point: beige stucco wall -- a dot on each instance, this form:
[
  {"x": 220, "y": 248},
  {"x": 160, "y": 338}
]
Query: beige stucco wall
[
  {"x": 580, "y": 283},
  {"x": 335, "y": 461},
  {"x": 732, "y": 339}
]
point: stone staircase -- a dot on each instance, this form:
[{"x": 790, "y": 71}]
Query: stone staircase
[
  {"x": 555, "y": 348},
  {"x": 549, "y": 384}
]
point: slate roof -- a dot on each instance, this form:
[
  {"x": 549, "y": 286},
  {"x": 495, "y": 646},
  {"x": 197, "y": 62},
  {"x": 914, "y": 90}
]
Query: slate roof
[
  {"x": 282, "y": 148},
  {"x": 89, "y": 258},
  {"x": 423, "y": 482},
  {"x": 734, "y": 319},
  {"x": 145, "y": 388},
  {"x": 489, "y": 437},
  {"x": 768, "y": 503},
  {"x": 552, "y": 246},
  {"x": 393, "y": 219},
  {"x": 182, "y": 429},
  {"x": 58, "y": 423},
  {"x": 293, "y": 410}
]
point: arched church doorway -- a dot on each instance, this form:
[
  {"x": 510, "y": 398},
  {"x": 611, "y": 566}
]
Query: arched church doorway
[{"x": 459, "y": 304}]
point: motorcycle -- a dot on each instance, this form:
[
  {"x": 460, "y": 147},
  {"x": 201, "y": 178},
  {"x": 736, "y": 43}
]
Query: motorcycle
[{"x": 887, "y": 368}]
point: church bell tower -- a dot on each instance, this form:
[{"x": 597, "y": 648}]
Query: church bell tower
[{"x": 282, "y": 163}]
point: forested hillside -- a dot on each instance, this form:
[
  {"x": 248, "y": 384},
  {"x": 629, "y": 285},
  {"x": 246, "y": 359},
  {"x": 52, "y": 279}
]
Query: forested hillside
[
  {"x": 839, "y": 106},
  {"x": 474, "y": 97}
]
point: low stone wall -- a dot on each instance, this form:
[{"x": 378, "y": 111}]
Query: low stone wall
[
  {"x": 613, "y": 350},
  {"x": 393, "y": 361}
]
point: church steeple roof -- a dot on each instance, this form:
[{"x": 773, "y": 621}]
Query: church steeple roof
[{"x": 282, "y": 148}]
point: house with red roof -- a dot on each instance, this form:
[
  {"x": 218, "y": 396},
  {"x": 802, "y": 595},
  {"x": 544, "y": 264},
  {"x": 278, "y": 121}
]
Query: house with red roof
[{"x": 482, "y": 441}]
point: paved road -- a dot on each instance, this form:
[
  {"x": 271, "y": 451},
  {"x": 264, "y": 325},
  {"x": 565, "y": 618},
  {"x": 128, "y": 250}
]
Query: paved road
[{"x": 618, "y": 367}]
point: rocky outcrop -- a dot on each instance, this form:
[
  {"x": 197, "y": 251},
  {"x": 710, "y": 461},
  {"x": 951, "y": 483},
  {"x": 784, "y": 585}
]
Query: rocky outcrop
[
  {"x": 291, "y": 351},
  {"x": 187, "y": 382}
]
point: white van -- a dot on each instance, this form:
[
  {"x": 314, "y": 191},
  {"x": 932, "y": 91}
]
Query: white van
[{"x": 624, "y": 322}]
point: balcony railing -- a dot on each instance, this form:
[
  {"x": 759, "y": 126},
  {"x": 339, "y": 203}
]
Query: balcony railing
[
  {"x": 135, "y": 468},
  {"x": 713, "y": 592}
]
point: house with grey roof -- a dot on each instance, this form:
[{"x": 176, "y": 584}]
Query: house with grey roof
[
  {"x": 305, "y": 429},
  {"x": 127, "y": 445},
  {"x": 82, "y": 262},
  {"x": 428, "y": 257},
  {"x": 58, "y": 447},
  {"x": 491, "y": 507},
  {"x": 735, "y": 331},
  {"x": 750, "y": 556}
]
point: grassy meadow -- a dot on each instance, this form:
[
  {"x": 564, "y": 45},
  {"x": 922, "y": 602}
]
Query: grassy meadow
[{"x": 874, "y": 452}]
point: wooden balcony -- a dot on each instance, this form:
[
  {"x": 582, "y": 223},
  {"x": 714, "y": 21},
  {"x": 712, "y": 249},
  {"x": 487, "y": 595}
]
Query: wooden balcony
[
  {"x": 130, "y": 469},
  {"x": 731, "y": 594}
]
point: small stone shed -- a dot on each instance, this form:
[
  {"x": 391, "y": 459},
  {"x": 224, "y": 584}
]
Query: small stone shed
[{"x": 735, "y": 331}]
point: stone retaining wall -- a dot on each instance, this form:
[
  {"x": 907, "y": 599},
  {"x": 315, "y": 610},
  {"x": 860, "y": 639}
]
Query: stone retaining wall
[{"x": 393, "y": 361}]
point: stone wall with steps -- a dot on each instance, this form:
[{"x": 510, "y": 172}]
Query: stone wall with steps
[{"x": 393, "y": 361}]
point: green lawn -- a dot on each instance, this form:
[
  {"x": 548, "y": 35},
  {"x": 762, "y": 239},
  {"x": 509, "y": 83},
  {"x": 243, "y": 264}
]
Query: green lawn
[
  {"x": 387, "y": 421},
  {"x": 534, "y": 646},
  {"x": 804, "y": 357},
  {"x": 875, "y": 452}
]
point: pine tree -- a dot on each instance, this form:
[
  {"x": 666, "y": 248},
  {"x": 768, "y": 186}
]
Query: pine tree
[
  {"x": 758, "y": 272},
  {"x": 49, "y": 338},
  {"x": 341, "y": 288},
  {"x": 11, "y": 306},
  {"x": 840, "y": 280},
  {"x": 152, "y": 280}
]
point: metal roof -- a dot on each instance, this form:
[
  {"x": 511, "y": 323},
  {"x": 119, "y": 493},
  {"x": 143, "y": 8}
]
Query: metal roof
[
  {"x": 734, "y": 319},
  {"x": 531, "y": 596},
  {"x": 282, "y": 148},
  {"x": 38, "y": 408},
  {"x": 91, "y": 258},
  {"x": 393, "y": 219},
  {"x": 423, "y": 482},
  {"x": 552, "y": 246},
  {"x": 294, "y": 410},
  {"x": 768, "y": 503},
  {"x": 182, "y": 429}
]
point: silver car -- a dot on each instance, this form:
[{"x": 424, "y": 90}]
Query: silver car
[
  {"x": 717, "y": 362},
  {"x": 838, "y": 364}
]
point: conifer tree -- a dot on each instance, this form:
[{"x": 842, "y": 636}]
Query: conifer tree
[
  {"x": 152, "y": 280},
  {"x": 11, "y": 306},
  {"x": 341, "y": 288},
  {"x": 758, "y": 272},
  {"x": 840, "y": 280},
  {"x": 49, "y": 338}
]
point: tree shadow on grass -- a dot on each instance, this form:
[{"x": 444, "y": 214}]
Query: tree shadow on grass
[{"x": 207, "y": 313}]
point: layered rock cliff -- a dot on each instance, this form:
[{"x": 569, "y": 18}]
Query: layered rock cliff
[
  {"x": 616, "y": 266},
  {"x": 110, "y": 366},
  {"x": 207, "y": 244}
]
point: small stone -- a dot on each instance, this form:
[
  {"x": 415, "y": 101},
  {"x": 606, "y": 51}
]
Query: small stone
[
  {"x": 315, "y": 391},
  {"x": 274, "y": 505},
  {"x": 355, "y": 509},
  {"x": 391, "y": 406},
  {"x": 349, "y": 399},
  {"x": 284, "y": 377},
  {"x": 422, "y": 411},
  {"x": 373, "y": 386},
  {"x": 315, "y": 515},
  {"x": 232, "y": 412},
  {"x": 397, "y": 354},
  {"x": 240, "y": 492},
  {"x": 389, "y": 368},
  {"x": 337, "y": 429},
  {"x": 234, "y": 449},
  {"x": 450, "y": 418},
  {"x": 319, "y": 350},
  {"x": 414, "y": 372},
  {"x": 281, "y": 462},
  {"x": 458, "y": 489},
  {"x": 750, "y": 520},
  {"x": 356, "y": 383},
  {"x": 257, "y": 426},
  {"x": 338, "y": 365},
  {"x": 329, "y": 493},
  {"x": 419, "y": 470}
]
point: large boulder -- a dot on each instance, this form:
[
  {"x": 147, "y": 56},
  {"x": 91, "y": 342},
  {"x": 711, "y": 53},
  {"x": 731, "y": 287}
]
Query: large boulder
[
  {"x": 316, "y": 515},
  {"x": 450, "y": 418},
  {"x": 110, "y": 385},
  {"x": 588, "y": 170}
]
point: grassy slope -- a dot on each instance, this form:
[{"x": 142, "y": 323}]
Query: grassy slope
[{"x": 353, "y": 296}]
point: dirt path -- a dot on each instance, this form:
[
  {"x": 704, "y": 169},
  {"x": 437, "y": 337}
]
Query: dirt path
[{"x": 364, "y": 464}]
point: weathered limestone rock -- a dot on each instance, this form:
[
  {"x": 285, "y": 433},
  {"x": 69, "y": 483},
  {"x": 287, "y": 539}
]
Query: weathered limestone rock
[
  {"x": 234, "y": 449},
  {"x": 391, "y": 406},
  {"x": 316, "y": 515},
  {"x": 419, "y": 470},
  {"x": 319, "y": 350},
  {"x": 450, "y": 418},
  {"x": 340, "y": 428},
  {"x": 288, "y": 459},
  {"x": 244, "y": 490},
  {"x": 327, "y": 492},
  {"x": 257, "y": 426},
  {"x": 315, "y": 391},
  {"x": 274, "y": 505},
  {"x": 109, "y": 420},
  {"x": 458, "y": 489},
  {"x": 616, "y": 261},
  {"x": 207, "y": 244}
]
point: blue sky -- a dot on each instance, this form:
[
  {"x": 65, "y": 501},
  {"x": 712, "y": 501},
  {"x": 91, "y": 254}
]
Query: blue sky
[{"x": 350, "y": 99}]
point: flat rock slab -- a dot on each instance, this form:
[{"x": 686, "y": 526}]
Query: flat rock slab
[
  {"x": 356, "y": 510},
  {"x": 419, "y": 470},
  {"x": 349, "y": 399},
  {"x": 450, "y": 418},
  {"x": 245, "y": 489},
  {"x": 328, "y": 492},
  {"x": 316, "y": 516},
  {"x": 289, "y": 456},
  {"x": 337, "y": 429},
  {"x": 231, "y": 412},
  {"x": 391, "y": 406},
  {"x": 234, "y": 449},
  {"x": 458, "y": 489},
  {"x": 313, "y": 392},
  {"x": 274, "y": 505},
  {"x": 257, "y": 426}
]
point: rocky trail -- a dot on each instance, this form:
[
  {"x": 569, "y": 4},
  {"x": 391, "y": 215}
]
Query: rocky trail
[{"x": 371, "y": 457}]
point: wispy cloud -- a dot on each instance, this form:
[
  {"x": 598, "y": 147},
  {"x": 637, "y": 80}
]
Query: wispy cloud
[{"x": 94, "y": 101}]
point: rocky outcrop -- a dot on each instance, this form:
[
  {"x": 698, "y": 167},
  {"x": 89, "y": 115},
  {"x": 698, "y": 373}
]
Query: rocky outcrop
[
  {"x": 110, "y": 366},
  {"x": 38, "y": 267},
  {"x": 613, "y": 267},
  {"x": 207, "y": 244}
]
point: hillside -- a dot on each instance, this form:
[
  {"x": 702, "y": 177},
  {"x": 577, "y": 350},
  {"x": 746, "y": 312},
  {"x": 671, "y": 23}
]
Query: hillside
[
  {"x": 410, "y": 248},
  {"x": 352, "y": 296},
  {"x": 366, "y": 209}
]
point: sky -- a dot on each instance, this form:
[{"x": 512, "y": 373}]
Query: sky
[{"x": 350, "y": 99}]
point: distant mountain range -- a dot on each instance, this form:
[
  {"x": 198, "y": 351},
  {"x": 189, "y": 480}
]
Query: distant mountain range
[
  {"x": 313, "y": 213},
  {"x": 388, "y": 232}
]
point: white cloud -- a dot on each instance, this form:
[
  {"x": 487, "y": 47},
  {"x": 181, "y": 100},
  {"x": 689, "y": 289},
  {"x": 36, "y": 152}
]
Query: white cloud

= = = = = = =

What the exercise asks —
Retype exactly the lines from the one containing "point: wispy cloud" through the last line of the records above, including both.

Final result —
point: wispy cloud -- a dot on each instance, this form:
[
  {"x": 598, "y": 147},
  {"x": 637, "y": 80}
]
Query: wispy cloud
[{"x": 94, "y": 101}]
point: rocky outcrop -- a dot on each instance, this form:
[
  {"x": 698, "y": 167},
  {"x": 89, "y": 115},
  {"x": 698, "y": 373}
]
Query: rocky outcrop
[
  {"x": 110, "y": 366},
  {"x": 38, "y": 267},
  {"x": 613, "y": 267},
  {"x": 207, "y": 244}
]
point: hillside -- a dot on each instance, this form:
[
  {"x": 702, "y": 177},
  {"x": 577, "y": 350},
  {"x": 746, "y": 312},
  {"x": 671, "y": 23}
]
Query: hillside
[
  {"x": 410, "y": 248},
  {"x": 352, "y": 296},
  {"x": 366, "y": 209}
]
point: sky -- a dot on each instance, this form:
[{"x": 512, "y": 373}]
Query: sky
[{"x": 350, "y": 99}]
point: distant mountain range -- a dot on each instance, this form:
[
  {"x": 198, "y": 351},
  {"x": 189, "y": 480}
]
Query: distant mountain range
[
  {"x": 313, "y": 213},
  {"x": 388, "y": 232}
]
point: white cloud -- a dot on each instance, this form:
[
  {"x": 487, "y": 47},
  {"x": 181, "y": 100},
  {"x": 689, "y": 289},
  {"x": 36, "y": 152}
]
Query: white cloud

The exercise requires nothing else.